■ Stored items from a collection:
------
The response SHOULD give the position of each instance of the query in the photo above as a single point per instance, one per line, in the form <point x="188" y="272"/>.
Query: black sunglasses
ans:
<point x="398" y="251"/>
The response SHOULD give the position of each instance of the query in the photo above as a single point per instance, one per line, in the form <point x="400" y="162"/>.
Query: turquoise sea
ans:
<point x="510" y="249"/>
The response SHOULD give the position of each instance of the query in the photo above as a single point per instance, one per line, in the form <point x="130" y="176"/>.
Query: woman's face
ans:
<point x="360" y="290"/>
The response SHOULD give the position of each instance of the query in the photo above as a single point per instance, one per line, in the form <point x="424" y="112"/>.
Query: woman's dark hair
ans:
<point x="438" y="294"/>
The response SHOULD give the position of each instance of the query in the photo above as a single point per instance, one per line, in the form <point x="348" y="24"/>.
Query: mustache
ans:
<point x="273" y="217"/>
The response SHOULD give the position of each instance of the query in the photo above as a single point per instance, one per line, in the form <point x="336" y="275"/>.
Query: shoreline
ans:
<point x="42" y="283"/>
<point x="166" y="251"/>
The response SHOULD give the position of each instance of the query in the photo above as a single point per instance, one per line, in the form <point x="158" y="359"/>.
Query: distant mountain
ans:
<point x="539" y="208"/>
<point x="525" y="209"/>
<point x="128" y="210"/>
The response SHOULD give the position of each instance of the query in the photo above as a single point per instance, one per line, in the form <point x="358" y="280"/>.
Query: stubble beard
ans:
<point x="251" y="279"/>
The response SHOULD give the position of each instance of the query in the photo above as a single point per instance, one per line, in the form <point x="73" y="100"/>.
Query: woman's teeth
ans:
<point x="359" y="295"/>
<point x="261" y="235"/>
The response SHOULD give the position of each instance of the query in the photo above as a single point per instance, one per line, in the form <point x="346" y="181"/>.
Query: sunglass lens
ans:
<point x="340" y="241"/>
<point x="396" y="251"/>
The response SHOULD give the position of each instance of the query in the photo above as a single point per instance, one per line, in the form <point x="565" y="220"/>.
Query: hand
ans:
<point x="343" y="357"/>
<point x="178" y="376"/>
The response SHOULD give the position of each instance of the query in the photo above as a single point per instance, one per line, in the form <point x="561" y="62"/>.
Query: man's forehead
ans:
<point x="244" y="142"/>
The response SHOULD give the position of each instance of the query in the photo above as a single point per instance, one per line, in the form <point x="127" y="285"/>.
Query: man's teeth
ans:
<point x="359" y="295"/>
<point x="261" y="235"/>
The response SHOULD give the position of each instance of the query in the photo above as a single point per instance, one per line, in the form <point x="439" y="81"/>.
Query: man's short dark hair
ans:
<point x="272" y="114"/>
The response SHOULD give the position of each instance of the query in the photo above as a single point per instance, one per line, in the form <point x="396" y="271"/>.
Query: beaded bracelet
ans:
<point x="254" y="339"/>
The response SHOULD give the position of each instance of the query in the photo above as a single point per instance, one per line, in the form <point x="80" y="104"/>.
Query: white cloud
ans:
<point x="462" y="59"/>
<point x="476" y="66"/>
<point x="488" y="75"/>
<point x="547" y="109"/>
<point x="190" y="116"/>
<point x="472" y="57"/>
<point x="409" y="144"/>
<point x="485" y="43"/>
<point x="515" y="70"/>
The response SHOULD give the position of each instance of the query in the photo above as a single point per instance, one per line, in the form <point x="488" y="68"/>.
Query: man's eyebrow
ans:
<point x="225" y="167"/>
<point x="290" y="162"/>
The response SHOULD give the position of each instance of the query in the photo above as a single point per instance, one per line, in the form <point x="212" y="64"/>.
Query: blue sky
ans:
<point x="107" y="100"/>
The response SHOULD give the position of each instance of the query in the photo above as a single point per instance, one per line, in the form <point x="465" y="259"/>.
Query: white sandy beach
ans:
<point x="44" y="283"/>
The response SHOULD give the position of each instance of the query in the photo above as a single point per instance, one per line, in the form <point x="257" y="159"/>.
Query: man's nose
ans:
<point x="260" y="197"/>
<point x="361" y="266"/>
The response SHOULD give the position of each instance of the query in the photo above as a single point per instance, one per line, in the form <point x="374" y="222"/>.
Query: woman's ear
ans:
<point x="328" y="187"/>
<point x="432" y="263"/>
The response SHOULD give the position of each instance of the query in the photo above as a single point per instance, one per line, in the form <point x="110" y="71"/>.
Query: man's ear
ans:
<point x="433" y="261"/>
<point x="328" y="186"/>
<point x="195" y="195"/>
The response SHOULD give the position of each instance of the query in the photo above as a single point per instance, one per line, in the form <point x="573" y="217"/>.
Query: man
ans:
------
■ Exercise goal: Collect every line of the items that contains the word "hair", keeping in mind that case counts.

■ Solution to this problem:
Query: woman's dark hair
Query: man's short dark hair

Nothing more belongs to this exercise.